Extract from the entries below, exactly as given, only the lines from the line containing "Spot the dry" to the line containing "Spot the wooden post", both lines included.

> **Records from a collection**
────────────────
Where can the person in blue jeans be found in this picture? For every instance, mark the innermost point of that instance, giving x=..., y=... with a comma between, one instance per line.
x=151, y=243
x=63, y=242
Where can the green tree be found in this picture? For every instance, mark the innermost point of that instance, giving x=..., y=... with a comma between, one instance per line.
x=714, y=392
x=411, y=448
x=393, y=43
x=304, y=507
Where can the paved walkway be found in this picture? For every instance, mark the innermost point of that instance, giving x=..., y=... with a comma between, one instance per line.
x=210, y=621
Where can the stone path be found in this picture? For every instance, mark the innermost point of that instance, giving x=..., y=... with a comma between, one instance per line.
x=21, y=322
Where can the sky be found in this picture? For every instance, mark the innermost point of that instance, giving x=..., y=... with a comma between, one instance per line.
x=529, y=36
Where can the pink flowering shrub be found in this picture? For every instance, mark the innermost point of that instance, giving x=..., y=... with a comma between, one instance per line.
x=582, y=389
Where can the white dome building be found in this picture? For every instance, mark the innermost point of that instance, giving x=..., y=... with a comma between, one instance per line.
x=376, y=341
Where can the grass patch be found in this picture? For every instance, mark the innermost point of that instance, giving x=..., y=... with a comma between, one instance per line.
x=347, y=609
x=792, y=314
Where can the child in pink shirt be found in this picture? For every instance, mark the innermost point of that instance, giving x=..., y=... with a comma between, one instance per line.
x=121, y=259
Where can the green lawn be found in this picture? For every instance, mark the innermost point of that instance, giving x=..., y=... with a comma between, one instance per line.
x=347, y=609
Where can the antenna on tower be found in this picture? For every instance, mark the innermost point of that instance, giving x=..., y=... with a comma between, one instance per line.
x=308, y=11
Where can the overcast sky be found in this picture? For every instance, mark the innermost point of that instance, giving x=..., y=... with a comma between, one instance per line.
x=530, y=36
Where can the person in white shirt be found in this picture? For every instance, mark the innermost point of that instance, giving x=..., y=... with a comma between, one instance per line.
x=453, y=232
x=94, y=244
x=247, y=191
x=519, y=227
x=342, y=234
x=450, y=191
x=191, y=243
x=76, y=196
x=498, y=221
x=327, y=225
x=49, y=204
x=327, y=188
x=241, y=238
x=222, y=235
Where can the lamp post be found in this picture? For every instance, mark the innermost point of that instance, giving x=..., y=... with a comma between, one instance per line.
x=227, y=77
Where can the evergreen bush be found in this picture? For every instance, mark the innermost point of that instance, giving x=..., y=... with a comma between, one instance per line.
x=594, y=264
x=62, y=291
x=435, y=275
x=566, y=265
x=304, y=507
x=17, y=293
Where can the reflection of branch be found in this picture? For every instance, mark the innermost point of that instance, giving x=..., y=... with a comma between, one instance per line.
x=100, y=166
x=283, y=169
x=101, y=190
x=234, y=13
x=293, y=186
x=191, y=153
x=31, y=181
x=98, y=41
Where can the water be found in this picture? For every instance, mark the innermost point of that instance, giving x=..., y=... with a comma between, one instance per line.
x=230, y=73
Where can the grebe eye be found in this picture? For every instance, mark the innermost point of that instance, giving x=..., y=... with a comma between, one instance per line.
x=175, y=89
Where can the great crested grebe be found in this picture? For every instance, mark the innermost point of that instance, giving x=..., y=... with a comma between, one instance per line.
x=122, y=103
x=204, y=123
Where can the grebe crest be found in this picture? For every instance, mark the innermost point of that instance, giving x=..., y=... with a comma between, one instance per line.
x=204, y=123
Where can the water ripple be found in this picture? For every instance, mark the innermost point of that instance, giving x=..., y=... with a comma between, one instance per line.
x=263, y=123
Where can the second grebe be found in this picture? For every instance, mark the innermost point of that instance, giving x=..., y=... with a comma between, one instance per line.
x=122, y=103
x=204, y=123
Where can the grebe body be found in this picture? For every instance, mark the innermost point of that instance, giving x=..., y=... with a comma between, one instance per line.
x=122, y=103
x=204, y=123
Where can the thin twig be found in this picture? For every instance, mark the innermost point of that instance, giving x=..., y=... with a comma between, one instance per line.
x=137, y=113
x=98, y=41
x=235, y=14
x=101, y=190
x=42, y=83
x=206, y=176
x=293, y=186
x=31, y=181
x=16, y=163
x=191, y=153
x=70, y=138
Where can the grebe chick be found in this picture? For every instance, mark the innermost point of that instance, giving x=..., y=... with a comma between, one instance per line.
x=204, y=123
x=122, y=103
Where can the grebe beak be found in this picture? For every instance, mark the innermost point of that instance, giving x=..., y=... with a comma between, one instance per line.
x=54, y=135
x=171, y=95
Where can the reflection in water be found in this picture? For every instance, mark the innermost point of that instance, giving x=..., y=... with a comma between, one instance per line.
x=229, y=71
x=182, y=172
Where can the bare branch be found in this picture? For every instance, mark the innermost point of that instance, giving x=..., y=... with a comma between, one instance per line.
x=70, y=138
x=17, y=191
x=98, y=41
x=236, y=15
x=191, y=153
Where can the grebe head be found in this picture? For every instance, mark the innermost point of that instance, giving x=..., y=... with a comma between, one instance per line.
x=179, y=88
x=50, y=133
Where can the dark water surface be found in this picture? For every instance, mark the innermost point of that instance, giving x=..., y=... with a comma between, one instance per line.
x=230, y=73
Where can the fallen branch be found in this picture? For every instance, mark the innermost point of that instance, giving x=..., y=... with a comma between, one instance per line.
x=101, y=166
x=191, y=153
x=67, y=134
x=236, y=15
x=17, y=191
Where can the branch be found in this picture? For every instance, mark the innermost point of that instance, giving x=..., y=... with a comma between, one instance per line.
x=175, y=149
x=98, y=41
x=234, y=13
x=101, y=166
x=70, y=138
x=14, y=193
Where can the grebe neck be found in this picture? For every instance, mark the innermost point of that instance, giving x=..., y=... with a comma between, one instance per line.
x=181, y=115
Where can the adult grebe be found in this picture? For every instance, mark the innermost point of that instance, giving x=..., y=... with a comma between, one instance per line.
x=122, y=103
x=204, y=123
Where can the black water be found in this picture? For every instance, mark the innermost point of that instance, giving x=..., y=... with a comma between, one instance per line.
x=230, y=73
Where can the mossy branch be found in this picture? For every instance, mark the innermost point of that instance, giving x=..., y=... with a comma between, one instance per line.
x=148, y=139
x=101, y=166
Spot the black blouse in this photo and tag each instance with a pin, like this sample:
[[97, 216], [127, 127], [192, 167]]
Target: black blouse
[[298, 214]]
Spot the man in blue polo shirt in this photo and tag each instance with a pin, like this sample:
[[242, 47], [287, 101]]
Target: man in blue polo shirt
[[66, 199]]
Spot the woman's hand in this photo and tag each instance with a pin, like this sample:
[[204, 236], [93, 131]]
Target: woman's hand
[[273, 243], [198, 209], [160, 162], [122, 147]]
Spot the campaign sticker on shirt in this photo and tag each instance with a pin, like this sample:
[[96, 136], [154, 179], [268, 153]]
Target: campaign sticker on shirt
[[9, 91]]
────────────────
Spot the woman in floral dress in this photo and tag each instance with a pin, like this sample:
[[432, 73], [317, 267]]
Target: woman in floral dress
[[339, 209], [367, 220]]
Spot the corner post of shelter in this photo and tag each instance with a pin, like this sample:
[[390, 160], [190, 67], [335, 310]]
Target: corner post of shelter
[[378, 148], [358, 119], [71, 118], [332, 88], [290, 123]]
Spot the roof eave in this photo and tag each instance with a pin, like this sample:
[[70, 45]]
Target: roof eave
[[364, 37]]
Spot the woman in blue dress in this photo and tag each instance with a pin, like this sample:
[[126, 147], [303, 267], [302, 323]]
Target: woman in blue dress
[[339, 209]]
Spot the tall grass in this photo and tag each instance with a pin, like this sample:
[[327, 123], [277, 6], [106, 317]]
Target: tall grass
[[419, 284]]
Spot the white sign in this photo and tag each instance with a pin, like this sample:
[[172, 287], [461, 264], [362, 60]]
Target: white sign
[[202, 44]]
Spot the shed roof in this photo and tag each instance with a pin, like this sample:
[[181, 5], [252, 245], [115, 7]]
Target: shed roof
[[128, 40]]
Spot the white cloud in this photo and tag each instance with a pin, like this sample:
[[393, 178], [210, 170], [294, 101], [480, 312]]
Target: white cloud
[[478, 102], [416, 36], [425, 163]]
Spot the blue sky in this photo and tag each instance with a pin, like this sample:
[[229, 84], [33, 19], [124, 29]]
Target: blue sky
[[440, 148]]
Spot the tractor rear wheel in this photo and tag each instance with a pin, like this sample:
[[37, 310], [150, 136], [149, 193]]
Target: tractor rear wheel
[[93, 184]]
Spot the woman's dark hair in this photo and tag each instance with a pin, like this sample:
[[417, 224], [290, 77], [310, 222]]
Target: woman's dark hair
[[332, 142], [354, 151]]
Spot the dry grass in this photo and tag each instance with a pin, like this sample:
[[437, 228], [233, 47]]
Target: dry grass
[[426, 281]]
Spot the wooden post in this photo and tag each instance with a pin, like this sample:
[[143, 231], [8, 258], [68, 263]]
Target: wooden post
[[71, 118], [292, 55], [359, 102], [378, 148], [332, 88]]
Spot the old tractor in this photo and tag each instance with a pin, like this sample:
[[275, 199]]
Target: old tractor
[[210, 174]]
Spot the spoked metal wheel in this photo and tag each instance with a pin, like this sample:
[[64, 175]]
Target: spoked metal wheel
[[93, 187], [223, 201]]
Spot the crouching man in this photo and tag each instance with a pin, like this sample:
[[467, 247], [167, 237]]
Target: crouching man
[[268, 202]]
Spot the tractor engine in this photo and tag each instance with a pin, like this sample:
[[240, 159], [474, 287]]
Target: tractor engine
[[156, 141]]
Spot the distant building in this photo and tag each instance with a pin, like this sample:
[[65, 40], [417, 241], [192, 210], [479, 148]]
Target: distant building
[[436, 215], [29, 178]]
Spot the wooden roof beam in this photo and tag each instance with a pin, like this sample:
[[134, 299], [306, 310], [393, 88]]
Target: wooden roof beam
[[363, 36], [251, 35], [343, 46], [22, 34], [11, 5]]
────────────────
> **Response to the task**
Spot the dry grass in this photo and tag each instance with a pin, like this sample:
[[437, 228], [233, 47]]
Target: dry grass
[[426, 281]]
Spot the wooden post in this photo and tag each instance with a pin, like this sample:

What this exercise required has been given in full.